═════ ZEILEN
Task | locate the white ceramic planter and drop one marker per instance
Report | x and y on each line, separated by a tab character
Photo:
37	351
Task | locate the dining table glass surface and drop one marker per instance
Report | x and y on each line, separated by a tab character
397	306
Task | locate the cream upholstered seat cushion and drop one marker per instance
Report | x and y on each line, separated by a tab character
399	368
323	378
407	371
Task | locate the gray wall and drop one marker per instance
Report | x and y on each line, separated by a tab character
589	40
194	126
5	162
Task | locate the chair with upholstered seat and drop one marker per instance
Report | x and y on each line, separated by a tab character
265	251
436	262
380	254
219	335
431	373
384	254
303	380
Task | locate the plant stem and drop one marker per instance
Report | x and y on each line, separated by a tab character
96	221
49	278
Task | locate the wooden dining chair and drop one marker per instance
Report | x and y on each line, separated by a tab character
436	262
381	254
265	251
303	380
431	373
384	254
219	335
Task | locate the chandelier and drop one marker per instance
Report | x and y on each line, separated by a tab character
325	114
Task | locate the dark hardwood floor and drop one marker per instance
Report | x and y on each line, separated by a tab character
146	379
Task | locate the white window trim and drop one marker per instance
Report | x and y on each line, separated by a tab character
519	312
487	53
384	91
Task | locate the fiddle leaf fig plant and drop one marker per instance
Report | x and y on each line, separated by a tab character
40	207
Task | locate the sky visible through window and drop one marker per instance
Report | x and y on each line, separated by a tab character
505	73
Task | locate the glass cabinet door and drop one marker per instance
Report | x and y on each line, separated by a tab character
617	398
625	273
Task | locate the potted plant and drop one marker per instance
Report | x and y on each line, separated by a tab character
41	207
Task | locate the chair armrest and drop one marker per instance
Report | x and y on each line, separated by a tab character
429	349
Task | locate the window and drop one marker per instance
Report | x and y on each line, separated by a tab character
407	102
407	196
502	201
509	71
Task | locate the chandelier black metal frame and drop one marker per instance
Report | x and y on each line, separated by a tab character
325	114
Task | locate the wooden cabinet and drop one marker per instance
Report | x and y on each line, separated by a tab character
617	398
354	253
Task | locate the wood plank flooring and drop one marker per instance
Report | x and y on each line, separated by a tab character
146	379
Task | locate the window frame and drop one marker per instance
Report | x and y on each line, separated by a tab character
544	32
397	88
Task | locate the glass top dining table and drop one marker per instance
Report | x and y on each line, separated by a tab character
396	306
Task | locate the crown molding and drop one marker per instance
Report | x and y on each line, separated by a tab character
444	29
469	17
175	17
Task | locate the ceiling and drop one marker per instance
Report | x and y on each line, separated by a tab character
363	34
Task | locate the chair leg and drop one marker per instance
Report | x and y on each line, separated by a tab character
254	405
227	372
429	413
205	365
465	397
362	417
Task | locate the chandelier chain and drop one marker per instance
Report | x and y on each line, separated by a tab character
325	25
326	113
══════════
Extrahiere diese Zeilen unverändert aus der Auflistung: Beginne bei der Zeile, die „Task | locate the window frame“ enthält, und ende mit der letzten Zeile der Auflistung.

- _ANTWORT ZUR AUFGABE_:
Task | locate the window frame and drop one marker per instance
Report | x and y on each line, separated by a tab character
544	32
397	88
Task | locate the glass top dining table and drop one marker per instance
Report | x and y on each line, separated by a tab character
396	306
Task | locate the crown molding and drop one marker per instance
Report | x and y on each line, separated by a tab character
444	29
469	17
175	17
Task | locate the ceiling and drop one marker per instance
Report | x and y on each line, separated by a tab character
363	34
Task | locate the chair leg and drop one marker per instance
Report | x and y on each line, separated by a tab character
254	405
227	372
429	413
205	365
465	397
362	417
Task | locate the chandelier chain and drop one marker per instance
Report | x and y on each line, separated by a tab character
325	25
326	113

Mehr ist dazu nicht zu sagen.